> **PROBLEM DETAILS**: Give back exactly the line that contains "pixel 316 201" and all the lines after it in the records below, to the very last, with no other output.

Stored items from a collection:
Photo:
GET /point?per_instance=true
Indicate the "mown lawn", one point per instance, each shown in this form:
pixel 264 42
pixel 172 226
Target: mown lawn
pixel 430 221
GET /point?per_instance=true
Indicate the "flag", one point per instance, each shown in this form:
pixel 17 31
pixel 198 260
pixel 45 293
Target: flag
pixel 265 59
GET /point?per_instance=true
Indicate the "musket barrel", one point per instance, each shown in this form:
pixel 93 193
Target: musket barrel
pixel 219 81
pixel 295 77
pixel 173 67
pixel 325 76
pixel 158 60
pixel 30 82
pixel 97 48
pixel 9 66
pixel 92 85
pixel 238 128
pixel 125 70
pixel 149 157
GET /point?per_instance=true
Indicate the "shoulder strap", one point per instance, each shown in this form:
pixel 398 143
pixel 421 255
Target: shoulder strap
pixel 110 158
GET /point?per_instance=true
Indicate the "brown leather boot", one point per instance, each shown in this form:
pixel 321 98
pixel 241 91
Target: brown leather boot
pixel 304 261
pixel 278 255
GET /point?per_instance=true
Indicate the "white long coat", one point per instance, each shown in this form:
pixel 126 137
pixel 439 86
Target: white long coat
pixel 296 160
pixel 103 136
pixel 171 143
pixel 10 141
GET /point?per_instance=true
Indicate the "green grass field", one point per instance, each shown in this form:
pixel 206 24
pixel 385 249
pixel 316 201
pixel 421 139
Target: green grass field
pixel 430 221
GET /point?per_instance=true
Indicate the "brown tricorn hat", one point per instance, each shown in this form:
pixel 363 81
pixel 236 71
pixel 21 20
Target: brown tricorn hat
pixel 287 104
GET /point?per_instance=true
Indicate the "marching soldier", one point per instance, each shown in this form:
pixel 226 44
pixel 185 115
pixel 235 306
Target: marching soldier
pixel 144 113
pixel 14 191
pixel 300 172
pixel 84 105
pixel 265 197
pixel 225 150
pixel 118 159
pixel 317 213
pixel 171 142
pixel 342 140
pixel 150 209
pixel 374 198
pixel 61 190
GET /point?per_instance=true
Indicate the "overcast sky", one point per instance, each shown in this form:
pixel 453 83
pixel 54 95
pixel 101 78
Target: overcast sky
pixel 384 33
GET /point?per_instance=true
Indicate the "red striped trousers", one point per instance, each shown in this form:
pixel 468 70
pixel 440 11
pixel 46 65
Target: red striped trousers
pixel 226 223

> **FINISHED TASK**:
pixel 316 201
pixel 421 139
Target: green grass field
pixel 430 221
GET /point?per_instance=true
Indicate the "brown tricorn hat", one point per instance, each shown in this form:
pixel 363 81
pixel 236 71
pixel 21 20
Target: brown tricorn hat
pixel 287 104
GET /point?per_instance=true
Indicate the "marching soldier", one point per instance, each shown in this form:
pixel 226 44
pixel 185 115
pixel 235 306
Target: marching soldier
pixel 144 113
pixel 14 191
pixel 300 172
pixel 84 105
pixel 265 197
pixel 225 150
pixel 118 159
pixel 317 213
pixel 171 142
pixel 342 140
pixel 150 209
pixel 374 198
pixel 61 190
GET /point?per_instance=true
Indicate the "overcast sky", one point per instance, each shown in this form:
pixel 453 83
pixel 54 95
pixel 101 78
Target: overcast sky
pixel 384 33
GET /point?per_instance=true
Indicate the "red striped trousers", one point per instance, each shown in this form:
pixel 468 70
pixel 440 11
pixel 46 65
Target: red striped trousers
pixel 226 223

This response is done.